++++ Records to process
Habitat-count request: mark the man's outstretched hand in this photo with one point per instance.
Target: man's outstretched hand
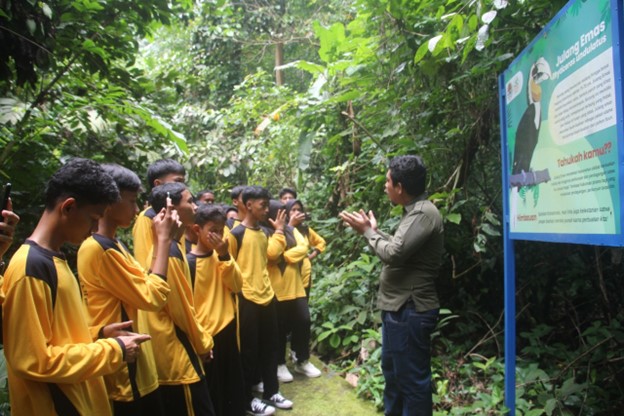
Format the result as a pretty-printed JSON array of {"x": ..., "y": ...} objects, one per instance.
[{"x": 359, "y": 221}]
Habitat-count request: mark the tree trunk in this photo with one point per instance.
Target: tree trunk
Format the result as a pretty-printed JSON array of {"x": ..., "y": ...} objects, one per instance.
[{"x": 279, "y": 61}]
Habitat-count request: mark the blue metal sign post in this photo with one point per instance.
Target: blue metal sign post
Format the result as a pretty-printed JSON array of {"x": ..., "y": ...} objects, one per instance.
[{"x": 562, "y": 143}]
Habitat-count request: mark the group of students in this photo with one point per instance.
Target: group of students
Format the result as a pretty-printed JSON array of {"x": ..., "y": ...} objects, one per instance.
[{"x": 215, "y": 296}]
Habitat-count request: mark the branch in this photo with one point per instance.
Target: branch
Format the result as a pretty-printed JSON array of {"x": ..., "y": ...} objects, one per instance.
[{"x": 368, "y": 133}]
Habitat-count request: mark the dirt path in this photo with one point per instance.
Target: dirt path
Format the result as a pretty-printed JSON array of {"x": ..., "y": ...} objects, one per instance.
[{"x": 328, "y": 395}]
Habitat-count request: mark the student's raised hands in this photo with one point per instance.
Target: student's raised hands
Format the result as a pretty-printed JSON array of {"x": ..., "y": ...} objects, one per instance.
[
  {"x": 131, "y": 341},
  {"x": 166, "y": 224},
  {"x": 296, "y": 218},
  {"x": 7, "y": 228},
  {"x": 280, "y": 220},
  {"x": 217, "y": 243}
]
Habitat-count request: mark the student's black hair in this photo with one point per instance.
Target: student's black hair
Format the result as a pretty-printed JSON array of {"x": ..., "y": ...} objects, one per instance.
[
  {"x": 204, "y": 192},
  {"x": 236, "y": 191},
  {"x": 161, "y": 168},
  {"x": 410, "y": 172},
  {"x": 125, "y": 179},
  {"x": 285, "y": 191},
  {"x": 158, "y": 197},
  {"x": 274, "y": 206},
  {"x": 84, "y": 180},
  {"x": 255, "y": 192},
  {"x": 206, "y": 213}
]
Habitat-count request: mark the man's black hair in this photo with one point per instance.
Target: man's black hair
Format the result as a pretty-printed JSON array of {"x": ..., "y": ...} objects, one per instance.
[
  {"x": 410, "y": 172},
  {"x": 255, "y": 192},
  {"x": 158, "y": 197},
  {"x": 161, "y": 168},
  {"x": 285, "y": 191},
  {"x": 125, "y": 179},
  {"x": 274, "y": 206},
  {"x": 84, "y": 180},
  {"x": 236, "y": 191},
  {"x": 206, "y": 213}
]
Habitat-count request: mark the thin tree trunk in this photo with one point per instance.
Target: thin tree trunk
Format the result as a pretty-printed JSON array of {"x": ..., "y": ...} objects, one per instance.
[{"x": 279, "y": 61}]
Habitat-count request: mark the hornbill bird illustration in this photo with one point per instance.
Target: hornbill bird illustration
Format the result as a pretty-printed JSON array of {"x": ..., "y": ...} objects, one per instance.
[{"x": 530, "y": 123}]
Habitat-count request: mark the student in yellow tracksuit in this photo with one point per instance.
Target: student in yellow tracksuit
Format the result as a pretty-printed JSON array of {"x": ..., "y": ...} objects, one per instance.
[
  {"x": 181, "y": 343},
  {"x": 159, "y": 172},
  {"x": 216, "y": 280},
  {"x": 251, "y": 248},
  {"x": 53, "y": 364},
  {"x": 292, "y": 306},
  {"x": 296, "y": 217},
  {"x": 116, "y": 288},
  {"x": 7, "y": 229}
]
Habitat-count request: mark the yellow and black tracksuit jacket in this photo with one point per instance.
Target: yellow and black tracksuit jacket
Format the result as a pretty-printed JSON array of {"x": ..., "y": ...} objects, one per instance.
[
  {"x": 115, "y": 288},
  {"x": 177, "y": 336},
  {"x": 143, "y": 237},
  {"x": 285, "y": 273},
  {"x": 251, "y": 248},
  {"x": 316, "y": 243},
  {"x": 53, "y": 365},
  {"x": 215, "y": 282}
]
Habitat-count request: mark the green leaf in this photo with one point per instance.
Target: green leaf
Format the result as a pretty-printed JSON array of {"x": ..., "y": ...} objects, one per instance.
[
  {"x": 31, "y": 25},
  {"x": 421, "y": 52},
  {"x": 454, "y": 217},
  {"x": 47, "y": 11}
]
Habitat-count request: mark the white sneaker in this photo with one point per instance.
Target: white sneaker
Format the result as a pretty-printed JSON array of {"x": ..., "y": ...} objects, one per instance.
[
  {"x": 283, "y": 375},
  {"x": 280, "y": 401},
  {"x": 260, "y": 408},
  {"x": 308, "y": 369}
]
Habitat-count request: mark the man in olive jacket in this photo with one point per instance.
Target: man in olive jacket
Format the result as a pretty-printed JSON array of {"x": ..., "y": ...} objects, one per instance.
[{"x": 407, "y": 295}]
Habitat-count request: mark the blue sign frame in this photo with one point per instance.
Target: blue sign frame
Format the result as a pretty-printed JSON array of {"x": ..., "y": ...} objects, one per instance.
[{"x": 608, "y": 239}]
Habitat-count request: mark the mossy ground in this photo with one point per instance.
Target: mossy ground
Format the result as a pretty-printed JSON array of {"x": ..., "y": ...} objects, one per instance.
[{"x": 328, "y": 395}]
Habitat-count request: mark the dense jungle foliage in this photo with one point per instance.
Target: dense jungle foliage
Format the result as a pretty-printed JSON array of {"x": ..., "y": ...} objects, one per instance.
[{"x": 318, "y": 95}]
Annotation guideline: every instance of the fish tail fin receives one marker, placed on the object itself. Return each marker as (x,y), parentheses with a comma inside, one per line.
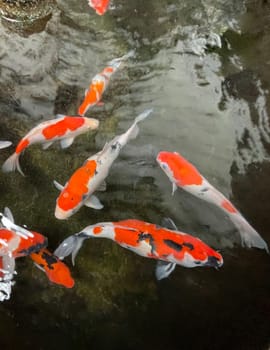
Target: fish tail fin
(70,245)
(249,236)
(116,62)
(12,164)
(4,144)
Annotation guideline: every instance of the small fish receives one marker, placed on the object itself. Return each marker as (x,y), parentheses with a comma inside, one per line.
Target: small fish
(99,84)
(100,6)
(79,189)
(56,271)
(184,175)
(5,144)
(169,247)
(63,128)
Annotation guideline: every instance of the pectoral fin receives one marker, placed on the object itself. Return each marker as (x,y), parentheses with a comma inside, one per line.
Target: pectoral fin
(46,145)
(164,269)
(58,185)
(174,188)
(102,187)
(93,202)
(65,143)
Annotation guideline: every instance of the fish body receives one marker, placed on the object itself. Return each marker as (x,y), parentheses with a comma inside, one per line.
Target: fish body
(13,246)
(63,129)
(148,240)
(100,6)
(79,189)
(56,271)
(99,84)
(183,174)
(5,144)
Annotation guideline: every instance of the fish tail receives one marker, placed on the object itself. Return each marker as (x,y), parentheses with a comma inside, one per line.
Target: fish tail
(12,164)
(70,245)
(4,144)
(117,61)
(249,236)
(134,129)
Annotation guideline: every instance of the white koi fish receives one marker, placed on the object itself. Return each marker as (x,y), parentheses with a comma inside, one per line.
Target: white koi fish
(184,175)
(63,129)
(79,189)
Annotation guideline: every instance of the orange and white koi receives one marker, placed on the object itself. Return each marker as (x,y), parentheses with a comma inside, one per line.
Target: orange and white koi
(5,144)
(100,6)
(79,189)
(99,84)
(56,271)
(170,247)
(63,129)
(13,246)
(16,242)
(184,175)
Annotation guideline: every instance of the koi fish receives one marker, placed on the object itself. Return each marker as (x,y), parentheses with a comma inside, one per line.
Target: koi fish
(63,128)
(99,84)
(79,189)
(184,175)
(5,144)
(169,247)
(100,6)
(56,271)
(13,246)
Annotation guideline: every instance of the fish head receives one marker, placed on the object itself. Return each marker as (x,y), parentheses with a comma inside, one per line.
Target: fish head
(60,274)
(108,71)
(91,123)
(30,245)
(67,204)
(165,161)
(9,241)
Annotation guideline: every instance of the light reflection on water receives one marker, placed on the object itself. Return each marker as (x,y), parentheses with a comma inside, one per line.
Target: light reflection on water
(116,301)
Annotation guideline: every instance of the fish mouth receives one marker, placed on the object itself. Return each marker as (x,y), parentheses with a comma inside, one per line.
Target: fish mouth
(214,261)
(93,123)
(61,214)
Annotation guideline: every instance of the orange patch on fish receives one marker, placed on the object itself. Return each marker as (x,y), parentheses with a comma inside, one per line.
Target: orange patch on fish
(97,230)
(92,97)
(227,205)
(55,269)
(60,128)
(76,188)
(30,245)
(183,172)
(126,236)
(22,145)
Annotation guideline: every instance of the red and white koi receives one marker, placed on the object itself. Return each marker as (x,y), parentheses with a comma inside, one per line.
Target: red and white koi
(63,129)
(99,84)
(14,244)
(56,271)
(184,175)
(79,189)
(5,144)
(100,6)
(170,247)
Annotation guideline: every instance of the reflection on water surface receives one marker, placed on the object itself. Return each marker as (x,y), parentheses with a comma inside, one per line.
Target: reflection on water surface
(212,107)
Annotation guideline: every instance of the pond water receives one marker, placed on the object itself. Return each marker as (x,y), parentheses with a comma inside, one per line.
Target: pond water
(211,105)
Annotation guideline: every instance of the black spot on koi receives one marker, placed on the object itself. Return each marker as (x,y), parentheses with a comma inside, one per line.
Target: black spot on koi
(175,246)
(50,260)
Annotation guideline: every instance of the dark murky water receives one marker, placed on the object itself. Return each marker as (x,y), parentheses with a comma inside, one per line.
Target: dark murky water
(213,108)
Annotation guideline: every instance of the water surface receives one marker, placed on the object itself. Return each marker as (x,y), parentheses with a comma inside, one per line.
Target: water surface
(210,105)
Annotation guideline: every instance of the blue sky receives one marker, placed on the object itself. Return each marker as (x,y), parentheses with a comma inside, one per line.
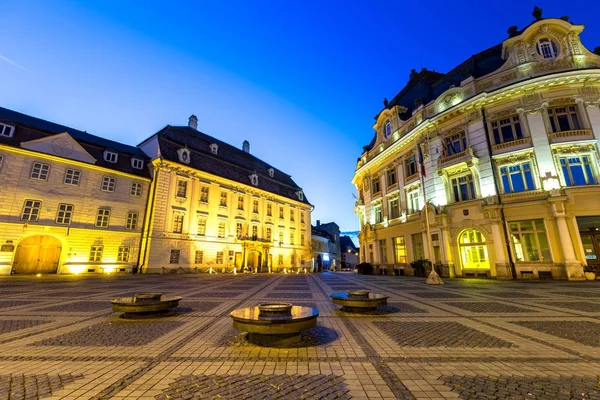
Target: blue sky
(301,81)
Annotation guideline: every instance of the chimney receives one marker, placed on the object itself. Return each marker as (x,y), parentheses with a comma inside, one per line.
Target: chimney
(193,122)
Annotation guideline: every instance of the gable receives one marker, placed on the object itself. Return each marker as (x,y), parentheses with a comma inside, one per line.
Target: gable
(61,145)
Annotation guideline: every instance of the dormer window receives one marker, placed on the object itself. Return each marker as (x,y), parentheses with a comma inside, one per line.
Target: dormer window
(137,163)
(110,156)
(547,49)
(184,155)
(6,130)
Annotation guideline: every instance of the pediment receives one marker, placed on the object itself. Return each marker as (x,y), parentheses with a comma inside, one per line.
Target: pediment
(61,145)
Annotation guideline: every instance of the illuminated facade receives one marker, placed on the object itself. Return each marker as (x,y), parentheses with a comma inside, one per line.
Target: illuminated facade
(509,145)
(70,202)
(216,206)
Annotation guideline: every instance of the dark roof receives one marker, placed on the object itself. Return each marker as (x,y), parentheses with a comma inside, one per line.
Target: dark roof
(229,162)
(31,128)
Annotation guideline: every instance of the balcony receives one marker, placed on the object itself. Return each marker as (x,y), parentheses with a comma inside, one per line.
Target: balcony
(570,136)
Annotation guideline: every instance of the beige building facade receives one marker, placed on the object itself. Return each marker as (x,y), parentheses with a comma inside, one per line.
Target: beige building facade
(503,150)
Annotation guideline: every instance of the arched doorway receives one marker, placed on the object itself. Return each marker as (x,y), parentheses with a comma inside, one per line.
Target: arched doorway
(473,250)
(37,255)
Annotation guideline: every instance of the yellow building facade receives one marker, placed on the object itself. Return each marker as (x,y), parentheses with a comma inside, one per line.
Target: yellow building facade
(508,144)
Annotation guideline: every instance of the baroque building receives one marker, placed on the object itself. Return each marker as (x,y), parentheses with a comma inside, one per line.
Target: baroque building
(71,202)
(491,169)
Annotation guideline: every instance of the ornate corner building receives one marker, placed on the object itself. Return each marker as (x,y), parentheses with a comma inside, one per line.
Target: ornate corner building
(508,143)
++++++++
Brief:
After locating the line holding "Target: group of students" above, output exactly that line and every line after it through the line holding "Target: dirt path". Include nothing else.

Your response:
Target: group of students
Format the result as a pretty-printed JSON array of {"x": ..., "y": ...} objects, one per instance.
[{"x": 215, "y": 296}]
Habitat-count request: mark the branch in this photo with one point per instance.
Target: branch
Format the result as a pretty-printed JSON array of {"x": ..., "y": ...} objects, one per instance.
[{"x": 368, "y": 133}]
Habitat-count request: mark the dirt path in this photo with one point per instance.
Target: dirt path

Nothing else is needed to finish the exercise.